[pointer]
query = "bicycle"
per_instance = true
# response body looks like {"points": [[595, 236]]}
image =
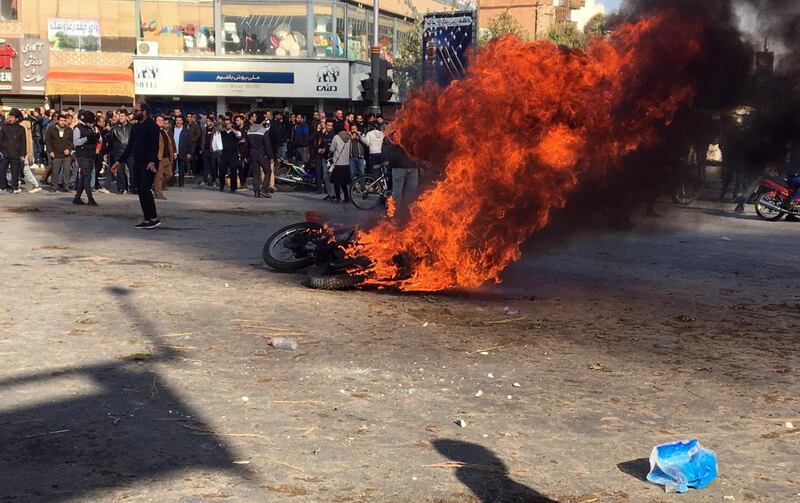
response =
{"points": [[367, 191]]}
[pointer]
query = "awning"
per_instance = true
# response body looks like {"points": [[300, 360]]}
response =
{"points": [[97, 81]]}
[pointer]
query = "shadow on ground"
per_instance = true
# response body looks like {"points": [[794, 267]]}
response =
____
* _What to work on_
Only the entries themselves should be output, word for word, with all pictures omitted.

* _Answer to the exercise_
[pointer]
query = "bicycle"
per_instance = true
# response body looks like {"points": [[595, 236]]}
image =
response =
{"points": [[367, 191]]}
[pointer]
query = "awning"
per_instance = true
# response body looks like {"points": [[300, 360]]}
response =
{"points": [[97, 81]]}
[pointer]
query = "shadow on ground"
per_instance = true
# response body looks like {"points": [[794, 267]]}
response =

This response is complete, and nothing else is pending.